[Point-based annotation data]
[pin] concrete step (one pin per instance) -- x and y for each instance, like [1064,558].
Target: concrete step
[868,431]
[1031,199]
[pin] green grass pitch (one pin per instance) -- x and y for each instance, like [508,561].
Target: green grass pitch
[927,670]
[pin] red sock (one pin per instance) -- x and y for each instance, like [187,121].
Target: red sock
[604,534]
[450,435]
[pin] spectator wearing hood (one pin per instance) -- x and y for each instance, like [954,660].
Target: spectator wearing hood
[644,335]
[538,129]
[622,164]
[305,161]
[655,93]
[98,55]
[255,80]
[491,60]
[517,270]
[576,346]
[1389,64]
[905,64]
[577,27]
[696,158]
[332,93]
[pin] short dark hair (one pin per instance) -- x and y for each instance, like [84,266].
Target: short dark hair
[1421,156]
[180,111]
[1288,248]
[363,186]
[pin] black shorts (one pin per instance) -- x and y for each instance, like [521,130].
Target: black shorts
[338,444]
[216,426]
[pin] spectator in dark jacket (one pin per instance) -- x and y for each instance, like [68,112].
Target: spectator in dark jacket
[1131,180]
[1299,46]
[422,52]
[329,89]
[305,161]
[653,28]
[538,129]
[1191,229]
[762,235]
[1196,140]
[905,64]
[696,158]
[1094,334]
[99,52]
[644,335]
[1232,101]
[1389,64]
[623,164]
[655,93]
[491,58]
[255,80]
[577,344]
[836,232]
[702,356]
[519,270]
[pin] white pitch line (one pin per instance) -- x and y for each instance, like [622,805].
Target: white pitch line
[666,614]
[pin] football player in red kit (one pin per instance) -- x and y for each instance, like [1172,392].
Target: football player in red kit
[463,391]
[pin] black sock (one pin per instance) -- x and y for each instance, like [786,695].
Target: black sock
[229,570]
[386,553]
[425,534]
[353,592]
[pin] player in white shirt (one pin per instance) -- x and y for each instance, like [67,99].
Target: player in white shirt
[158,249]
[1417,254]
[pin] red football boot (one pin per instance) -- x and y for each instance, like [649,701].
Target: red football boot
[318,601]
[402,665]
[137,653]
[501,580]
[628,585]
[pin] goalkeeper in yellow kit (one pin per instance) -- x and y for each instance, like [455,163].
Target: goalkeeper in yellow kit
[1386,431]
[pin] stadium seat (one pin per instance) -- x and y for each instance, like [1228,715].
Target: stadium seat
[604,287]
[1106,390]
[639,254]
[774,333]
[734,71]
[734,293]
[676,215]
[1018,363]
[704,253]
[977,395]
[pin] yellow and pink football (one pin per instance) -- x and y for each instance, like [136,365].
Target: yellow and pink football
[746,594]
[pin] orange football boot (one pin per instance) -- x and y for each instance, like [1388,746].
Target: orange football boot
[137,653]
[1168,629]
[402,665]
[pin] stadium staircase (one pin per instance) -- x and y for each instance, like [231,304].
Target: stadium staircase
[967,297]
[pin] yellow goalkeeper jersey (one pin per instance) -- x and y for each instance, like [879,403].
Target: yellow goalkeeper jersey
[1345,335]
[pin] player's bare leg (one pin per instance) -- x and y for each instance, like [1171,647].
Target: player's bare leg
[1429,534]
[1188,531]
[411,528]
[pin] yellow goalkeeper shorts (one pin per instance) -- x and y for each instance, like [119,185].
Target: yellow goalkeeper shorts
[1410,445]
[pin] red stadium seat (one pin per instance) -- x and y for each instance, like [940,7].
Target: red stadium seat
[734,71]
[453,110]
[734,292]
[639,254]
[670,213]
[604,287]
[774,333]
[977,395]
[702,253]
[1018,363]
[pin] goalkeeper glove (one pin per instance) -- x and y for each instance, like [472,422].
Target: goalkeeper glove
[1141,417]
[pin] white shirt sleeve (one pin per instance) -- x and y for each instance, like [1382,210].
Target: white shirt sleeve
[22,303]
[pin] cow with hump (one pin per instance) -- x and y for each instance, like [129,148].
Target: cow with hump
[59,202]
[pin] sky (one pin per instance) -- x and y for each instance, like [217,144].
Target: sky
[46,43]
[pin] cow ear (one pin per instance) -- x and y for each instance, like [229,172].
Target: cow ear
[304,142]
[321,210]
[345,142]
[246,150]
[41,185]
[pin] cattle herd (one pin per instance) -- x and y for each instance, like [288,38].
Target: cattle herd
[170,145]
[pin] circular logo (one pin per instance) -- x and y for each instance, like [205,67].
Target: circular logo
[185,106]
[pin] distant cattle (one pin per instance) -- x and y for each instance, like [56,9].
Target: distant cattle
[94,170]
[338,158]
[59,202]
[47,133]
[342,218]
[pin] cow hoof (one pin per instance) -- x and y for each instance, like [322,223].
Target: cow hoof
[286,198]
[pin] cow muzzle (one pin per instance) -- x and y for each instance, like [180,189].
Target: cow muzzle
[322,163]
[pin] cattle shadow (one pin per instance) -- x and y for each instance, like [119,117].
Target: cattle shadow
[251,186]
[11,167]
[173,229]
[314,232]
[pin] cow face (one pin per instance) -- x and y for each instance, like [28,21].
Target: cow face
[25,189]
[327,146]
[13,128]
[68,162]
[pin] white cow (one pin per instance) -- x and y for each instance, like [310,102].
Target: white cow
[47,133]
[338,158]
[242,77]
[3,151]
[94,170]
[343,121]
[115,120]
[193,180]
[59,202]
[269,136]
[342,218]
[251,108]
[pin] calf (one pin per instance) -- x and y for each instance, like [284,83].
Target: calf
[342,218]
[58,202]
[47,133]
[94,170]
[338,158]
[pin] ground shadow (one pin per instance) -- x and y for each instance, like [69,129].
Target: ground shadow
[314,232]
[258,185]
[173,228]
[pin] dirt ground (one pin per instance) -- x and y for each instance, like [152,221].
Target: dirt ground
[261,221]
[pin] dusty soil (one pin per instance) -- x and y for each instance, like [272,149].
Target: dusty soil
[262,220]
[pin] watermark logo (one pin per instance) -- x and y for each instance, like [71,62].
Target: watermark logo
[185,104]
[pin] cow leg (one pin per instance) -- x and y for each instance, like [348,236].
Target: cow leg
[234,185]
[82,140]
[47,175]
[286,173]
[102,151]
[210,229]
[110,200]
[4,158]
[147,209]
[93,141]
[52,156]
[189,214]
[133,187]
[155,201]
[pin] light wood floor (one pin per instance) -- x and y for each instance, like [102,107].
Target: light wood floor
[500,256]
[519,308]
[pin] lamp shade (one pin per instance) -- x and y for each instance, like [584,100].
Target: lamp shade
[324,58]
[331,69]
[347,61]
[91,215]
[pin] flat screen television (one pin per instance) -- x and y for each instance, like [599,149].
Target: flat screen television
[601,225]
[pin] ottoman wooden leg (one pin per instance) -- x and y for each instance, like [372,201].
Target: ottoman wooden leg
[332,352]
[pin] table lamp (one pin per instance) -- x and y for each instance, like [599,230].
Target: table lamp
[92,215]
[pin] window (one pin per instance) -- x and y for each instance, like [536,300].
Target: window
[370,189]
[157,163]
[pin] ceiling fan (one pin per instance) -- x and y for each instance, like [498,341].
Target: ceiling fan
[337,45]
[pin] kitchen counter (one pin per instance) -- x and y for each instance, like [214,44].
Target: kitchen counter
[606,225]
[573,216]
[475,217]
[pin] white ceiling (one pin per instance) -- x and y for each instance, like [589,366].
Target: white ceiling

*Description of the task*. Quote all of the data above in full, line for line, without changing anything.

*The output*.
[pin] concrete step (one pin per instance) -- x and y for each instance, like [1064,558].
Target: concrete step
[868,431]
[1031,199]
[pin] green grass pitch (one pin per instance) -- x and y for each instance, like [508,561].
Target: green grass pitch
[927,670]
[pin] red sock (one pin per instance) -- x and y for each instance, like [187,121].
Target: red sock
[604,534]
[450,435]
[pin] spectator wearing hood (one pin per instance) -- x and y for each instance, like [954,660].
Target: spectator wearing hood
[644,335]
[538,129]
[622,164]
[305,161]
[655,93]
[98,55]
[255,80]
[491,60]
[517,270]
[576,346]
[1389,64]
[905,64]
[577,27]
[696,158]
[332,93]
[pin] short dark hair (one pin per instance) -- x and y for each instance, like [84,266].
Target: short dark hair
[1421,156]
[180,111]
[1288,248]
[363,186]
[pin] black shorts (one pin per instance) -- x and y for each instance, like [521,130].
Target: black shorts
[338,444]
[216,426]
[pin] spectator in dark jacket (one pin per instance) -- x and y for each instance, like [68,112].
Target: spectator in dark jacket
[1131,180]
[1299,46]
[422,52]
[329,89]
[305,161]
[653,28]
[538,129]
[1191,229]
[762,235]
[1196,140]
[905,64]
[696,158]
[1094,334]
[99,52]
[644,335]
[1232,101]
[1389,64]
[623,164]
[655,93]
[491,58]
[255,80]
[577,344]
[836,232]
[702,356]
[519,270]
[pin] white pitch line (one pin per instance) -- x and y for each instance, like [622,805].
Target: white pitch line
[666,614]
[pin] football player in red kit (one pin per instance) -- x and y for each instance, like [1172,392].
Target: football player in red kit
[463,391]
[pin] black sock (one pin per instance) -- x and y for each instance, like [786,695].
Target: black sock
[229,570]
[386,553]
[425,534]
[353,592]
[pin] player in white shirt (one pin per instance) -- x and y for each instance, like [67,99].
Target: player in white shirt
[158,249]
[1417,254]
[pin] red football boot (one pin per instance) -- x and y for each instance, like [649,701].
Target: red football boot
[318,601]
[402,665]
[137,653]
[501,580]
[628,585]
[pin] goalkeeper in yellow kit (one pin per instance) -- x and y for each instance, like [455,163].
Target: goalkeeper in yellow kit
[1386,431]
[pin] stadium seat (one pin per instance) -- x and y for each instance, like [1228,715].
Target: stadium seat
[604,287]
[1106,390]
[639,254]
[774,333]
[734,71]
[734,293]
[676,215]
[1018,363]
[704,253]
[977,395]
[pin] yellow and pink football (one pin per instance) -- x and y for each instance, like [136,365].
Target: yellow and pink football
[746,594]
[pin] orange football boot (one pin per instance) -- x and y for each instance, like [1388,746].
Target: orange football boot
[137,653]
[1168,629]
[402,665]
[pin] stadium staircase (one pin per instance) -- x and y for each instance, like [231,304].
Target: stadium staircase
[967,297]
[pin] yellow goalkeeper jersey (one pin per instance) -- x and y for each instance, like [879,403].
Target: yellow goalkeeper jersey
[1345,335]
[pin] player's bare leg (one pin per instance) -- x and y for each instance, like [1171,647].
Target: player's bare leg
[1429,534]
[1188,531]
[411,528]
[pin] yellow goalkeeper shorts (one pin per instance) -- x and y for each instance, like [119,185].
Target: yellow goalkeeper shorts
[1410,445]
[pin] red stadium seat (one pin per instance) -- x and y for each instance, like [940,7].
Target: red stadium seat
[734,71]
[453,110]
[734,292]
[639,254]
[670,213]
[604,287]
[774,333]
[977,395]
[702,253]
[1018,363]
[pin] goalkeeper glove (one pin per instance) -- x and y for each instance, like [472,422].
Target: goalkeeper glove
[1141,417]
[pin] white shirt sleeve (one pin per instance) -- x and y for each instance, like [1382,210].
Target: white shirt sleeve
[22,303]
[pin] cow with hump (one pin per instance) -- x and y for each instance, like [129,148].
Target: cow with hump
[59,202]
[pin] sky (one pin per instance) -- x and y for each instance, like [217,144].
Target: sky
[46,43]
[pin] cow ear (one pin per instance) -- x and y for each instance, like [229,172].
Target: cow ear
[304,142]
[321,210]
[345,142]
[246,150]
[41,185]
[pin] cattle herd (one pin per instance) -- x and y for each instance, like [288,38].
Target: cattle herd
[170,145]
[pin] circular logo (one pin per instance) -- x and y for each instance, like [205,67].
Target: circular logo
[185,106]
[pin] distant cattle (one pin per instance) -- x and y for each instance, like [56,9].
Target: distant cattle
[94,170]
[338,158]
[59,202]
[47,133]
[342,218]
[pin] cow hoof (one pin per instance) -- x and y for each instance, like [322,223].
Target: cow hoof
[286,198]
[pin] cow muzzle (one pin per instance) -- x and y for each instance, like [180,189].
Target: cow muzzle
[322,163]
[pin] cattle shadow (one pin per instance) -- x and y for each instance, like [119,117].
Target: cattle shadow
[251,186]
[11,167]
[173,229]
[314,232]
[pin] cow face (one pin per instance) -- x and y for each instance, like [28,21].
Target: cow face
[25,189]
[327,146]
[13,128]
[68,162]
[pin] white cow (one pin per instance) -- x and y for each instance, like [310,102].
Target: white cow
[47,133]
[338,158]
[242,77]
[3,151]
[94,170]
[343,121]
[115,120]
[193,180]
[59,202]
[269,136]
[342,218]
[251,108]
[pin] calf (one pin per instance) -- x and y for each instance, like [284,83].
Target: calf
[342,218]
[58,202]
[47,133]
[94,170]
[338,158]
[pin] ground shadow (one pin per instance) -- x and y for each instance, like [69,129].
Target: ground shadow
[314,232]
[258,185]
[173,228]
[pin] dirt ground (one pin per instance) -- x and y for each instance, like [152,221].
Target: dirt ground
[261,221]
[pin] dusty soil (one pin per instance) -- x and y for each instance, like [272,149].
Target: dusty soil
[262,220]
[pin] watermark logo (one pin per instance) -- x and y for each instance, like [71,62].
Target: watermark logo
[185,104]
[pin] cow leg (one pin per instance) -- x and y for each instance, like [348,236].
Target: cow leg
[234,185]
[82,140]
[47,175]
[286,173]
[102,151]
[210,229]
[110,200]
[4,158]
[147,209]
[93,141]
[52,156]
[189,214]
[133,187]
[155,201]
[pin] light wood floor (one pin per instance) -- x and y for each instance, like [102,107].
Target: light wood floor
[500,256]
[519,308]
[pin] lamp shade (one pin per instance) -- x and y for each instance, like [584,100].
Target: lamp shade
[324,58]
[331,69]
[347,61]
[91,215]
[pin] flat screen television (one pin per instance) -- x and y for each instance, like [599,149].
Target: flat screen television
[601,225]
[pin] ottoman wooden leg (one pin per instance) -- x and y for each instance, like [372,201].
Target: ottoman wooden leg
[332,352]
[pin] table lamp (one pin per instance) -- x and y for each instance, like [599,230].
Target: table lamp
[92,215]
[pin] window (one pin per instance) -- x and y for each instance, like [536,300].
Target: window
[370,189]
[157,163]
[pin] ceiling fan (one pin per instance) -- x and y for each instance, like [498,341].
Target: ceiling fan
[337,45]
[pin] kitchen counter (one pin per instance) -- x and y for each instance, like [214,44].
Target: kitchen counter
[606,225]
[573,216]
[475,217]
[pin] white ceiling (one pin per instance) -- x and y for each instance, like [589,366].
Target: white ceiling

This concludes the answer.